[start of Dataset records]

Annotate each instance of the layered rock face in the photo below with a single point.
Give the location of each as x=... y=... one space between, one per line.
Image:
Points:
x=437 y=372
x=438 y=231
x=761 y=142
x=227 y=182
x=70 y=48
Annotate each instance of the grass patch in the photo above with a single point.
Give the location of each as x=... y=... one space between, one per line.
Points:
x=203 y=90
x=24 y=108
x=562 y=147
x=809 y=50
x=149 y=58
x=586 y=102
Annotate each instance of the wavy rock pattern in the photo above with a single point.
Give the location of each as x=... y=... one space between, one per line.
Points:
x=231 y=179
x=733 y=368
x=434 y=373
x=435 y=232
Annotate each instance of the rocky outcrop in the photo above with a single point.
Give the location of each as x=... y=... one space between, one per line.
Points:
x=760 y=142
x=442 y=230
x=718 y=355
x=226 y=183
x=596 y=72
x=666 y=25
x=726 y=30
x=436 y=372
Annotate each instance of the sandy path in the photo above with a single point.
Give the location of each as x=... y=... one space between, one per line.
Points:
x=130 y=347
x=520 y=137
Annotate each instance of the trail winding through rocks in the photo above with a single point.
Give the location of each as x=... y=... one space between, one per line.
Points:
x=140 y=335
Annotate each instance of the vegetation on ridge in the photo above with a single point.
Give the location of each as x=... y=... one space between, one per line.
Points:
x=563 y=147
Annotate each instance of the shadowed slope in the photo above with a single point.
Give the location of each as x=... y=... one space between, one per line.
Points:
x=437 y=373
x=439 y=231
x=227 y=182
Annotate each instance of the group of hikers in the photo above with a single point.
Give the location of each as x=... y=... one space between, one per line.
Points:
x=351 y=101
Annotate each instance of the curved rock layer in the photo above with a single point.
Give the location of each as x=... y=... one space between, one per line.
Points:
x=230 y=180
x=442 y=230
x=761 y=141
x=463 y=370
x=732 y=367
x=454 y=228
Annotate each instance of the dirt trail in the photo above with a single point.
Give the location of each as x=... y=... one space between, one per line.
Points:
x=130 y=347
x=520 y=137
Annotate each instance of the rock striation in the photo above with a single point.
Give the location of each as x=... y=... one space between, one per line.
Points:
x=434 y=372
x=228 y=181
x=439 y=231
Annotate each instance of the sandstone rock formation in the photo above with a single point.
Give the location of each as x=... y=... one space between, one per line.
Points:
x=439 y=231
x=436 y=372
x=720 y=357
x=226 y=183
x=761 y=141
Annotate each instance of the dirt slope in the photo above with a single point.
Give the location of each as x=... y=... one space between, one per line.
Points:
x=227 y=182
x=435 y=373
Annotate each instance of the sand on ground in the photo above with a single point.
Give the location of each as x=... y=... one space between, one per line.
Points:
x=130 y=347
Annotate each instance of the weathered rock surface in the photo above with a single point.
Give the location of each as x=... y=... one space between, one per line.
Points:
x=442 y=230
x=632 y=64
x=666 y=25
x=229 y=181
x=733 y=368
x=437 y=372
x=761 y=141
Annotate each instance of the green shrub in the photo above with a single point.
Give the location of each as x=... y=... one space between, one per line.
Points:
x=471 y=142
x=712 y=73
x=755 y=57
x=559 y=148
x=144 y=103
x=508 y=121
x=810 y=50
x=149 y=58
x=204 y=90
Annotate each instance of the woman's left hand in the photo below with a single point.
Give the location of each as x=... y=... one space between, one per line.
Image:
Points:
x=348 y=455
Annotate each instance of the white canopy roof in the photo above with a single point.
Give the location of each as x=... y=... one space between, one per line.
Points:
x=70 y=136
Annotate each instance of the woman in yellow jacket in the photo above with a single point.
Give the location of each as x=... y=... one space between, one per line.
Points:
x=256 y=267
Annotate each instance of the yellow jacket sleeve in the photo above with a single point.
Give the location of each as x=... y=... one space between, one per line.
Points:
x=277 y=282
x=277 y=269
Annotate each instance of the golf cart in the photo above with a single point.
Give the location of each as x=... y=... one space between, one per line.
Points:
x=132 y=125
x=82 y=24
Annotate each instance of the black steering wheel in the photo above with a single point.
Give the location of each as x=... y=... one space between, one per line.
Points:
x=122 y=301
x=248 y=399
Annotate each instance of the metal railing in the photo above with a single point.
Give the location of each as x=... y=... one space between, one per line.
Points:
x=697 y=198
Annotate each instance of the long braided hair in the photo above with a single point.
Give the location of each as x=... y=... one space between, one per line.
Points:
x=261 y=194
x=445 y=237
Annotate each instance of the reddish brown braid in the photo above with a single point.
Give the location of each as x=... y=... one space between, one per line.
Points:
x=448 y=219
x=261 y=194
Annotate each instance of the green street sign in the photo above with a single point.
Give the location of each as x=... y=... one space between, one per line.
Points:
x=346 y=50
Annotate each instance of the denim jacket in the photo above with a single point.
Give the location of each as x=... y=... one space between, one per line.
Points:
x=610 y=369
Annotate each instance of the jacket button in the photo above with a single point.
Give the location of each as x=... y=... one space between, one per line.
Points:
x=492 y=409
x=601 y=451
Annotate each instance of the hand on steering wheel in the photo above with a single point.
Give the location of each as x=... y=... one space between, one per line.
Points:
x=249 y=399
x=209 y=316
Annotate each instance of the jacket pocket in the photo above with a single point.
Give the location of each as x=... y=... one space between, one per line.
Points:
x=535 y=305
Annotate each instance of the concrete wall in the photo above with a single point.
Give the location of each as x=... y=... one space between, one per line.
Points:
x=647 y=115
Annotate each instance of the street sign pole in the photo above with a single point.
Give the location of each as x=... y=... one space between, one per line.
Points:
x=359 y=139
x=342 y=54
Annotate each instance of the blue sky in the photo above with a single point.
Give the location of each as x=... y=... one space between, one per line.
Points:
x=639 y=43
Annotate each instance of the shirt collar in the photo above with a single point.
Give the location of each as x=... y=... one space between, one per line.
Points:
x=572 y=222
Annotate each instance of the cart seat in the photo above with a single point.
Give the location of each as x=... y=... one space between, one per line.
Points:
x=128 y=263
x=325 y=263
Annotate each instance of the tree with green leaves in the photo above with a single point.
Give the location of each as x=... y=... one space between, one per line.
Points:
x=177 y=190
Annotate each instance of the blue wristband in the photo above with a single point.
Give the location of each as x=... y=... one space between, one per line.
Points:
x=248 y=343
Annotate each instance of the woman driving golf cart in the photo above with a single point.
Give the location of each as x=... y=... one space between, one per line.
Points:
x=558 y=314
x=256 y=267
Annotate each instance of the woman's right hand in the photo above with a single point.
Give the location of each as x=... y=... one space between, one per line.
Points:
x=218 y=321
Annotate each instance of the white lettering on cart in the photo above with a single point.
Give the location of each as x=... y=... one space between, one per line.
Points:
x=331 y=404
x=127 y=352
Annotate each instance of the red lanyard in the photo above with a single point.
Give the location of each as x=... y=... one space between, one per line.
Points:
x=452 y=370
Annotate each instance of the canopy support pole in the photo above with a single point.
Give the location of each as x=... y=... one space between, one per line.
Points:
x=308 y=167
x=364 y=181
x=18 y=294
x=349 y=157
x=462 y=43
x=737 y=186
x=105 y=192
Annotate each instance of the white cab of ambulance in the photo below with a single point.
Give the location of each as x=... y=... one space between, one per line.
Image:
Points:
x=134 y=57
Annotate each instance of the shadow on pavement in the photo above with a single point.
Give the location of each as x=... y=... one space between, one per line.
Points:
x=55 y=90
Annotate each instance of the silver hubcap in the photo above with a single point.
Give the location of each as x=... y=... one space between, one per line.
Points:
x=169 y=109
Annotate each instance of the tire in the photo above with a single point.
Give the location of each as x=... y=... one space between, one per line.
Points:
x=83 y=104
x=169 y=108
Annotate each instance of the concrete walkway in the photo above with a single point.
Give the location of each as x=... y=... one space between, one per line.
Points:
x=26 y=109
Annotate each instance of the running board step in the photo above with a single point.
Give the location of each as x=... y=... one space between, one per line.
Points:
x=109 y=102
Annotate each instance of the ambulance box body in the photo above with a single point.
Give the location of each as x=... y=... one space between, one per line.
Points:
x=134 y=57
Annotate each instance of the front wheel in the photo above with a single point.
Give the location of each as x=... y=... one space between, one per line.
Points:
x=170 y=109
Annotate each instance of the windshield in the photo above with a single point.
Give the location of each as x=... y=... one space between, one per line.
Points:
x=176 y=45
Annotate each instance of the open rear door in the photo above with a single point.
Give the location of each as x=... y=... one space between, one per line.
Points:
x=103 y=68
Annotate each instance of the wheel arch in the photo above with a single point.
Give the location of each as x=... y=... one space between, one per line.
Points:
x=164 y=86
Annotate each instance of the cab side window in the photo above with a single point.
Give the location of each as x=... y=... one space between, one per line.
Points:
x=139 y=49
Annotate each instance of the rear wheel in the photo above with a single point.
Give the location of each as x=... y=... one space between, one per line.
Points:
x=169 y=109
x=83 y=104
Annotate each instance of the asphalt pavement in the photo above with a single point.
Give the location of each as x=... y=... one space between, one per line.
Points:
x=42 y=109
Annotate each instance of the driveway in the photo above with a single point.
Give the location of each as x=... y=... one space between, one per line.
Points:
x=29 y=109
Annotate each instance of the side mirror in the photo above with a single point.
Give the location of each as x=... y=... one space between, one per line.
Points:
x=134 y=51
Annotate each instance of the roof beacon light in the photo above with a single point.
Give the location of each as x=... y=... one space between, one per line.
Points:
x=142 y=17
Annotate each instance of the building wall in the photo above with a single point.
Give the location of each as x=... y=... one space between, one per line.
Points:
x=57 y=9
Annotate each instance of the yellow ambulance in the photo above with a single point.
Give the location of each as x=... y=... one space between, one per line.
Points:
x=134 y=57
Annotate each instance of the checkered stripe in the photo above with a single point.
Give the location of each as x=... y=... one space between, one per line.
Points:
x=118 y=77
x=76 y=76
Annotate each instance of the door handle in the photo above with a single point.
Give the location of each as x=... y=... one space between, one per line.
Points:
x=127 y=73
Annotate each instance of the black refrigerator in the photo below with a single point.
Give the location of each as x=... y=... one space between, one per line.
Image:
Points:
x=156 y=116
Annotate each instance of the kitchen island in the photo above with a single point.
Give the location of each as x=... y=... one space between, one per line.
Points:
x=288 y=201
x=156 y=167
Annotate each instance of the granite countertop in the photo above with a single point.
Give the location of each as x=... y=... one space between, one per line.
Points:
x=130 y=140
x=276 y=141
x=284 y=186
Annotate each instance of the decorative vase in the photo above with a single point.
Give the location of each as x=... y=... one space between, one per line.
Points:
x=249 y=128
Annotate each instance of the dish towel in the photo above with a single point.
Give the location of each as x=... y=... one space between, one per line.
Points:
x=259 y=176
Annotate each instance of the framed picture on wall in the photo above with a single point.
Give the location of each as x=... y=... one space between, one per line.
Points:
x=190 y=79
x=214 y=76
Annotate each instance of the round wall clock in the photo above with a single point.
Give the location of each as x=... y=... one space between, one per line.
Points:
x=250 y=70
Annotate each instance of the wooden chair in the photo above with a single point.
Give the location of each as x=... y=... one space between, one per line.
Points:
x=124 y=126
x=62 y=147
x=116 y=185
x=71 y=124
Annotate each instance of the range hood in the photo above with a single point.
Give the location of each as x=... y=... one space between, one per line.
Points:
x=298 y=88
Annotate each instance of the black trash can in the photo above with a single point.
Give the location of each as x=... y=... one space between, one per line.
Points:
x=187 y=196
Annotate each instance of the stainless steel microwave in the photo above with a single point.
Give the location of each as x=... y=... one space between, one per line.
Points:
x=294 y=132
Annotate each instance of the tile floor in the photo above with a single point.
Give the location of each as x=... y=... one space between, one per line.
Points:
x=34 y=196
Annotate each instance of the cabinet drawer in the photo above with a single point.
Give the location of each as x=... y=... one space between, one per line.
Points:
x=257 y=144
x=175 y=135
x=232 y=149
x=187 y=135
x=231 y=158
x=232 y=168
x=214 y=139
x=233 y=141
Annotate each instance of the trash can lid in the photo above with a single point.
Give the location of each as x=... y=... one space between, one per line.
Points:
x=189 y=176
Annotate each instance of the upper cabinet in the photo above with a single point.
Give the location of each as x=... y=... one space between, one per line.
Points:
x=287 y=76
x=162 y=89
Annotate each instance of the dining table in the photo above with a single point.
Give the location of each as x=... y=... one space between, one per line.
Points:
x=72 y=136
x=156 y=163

[end of Dataset records]

### [Challenge]
Render everything from the line containing "Annotate each instance of the blue wristband" down to the line containing "x=109 y=102" as a JSON list of strings, one string per line, with blank lines omitted.

### [Finished exercise]
[
  "Annotate each instance of the blue wristband in the photo above with a single point.",
  "Give the location of each as x=... y=... one space between, one per line.",
  "Points:",
  "x=248 y=343",
  "Annotate each instance of the woman driving golf cart in the photo above with a single point.",
  "Give the location of each as x=... y=... one space between, one per line.",
  "Points:",
  "x=558 y=314",
  "x=256 y=267",
  "Annotate each instance of the woman's right hand in the photo above with a single point.",
  "Give the location of each as x=... y=... one space between, one per line.",
  "Points:",
  "x=218 y=321",
  "Annotate each instance of the white lettering on cart in the photo above with a single point.",
  "Give the location of each as x=... y=... one space between, one per line.",
  "Points:",
  "x=331 y=404",
  "x=127 y=352",
  "Annotate each instance of the red lanyard in the photo above with a single point.",
  "Give the location of each as x=... y=... one space between, one per line.",
  "Points:",
  "x=452 y=370",
  "Annotate each instance of the canopy support pole in the photo above with a single point.",
  "Give the location of each as x=... y=... one space between, one per line.",
  "Points:",
  "x=308 y=167",
  "x=364 y=181",
  "x=18 y=294",
  "x=349 y=157",
  "x=462 y=43",
  "x=737 y=186",
  "x=105 y=192",
  "Annotate each instance of the white cab of ambulance in the photo below with a single point.",
  "Give the location of each as x=... y=... one space between, one per line.",
  "Image:",
  "Points:",
  "x=134 y=57",
  "Annotate each instance of the shadow on pavement in the photo above with a single point.",
  "Give the location of each as x=... y=... one space between, one per line.",
  "Points:",
  "x=55 y=90",
  "Annotate each instance of the silver hubcap in the photo above with a single point.",
  "Give the location of each as x=... y=... one space between, one per line.",
  "Points:",
  "x=169 y=109",
  "Annotate each instance of the tire in the photo above with a single point.",
  "Give the location of each as x=... y=... one space between, one per line.",
  "Points:",
  "x=83 y=104",
  "x=169 y=108",
  "Annotate each instance of the concrete walkway in the photo above with a single point.",
  "Give the location of each as x=... y=... one space between, one per line.",
  "Points:",
  "x=26 y=109",
  "Annotate each instance of the running board step in the photo above with a single point.",
  "Give the location of each as x=... y=... one space between, one per line.",
  "Points:",
  "x=109 y=102"
]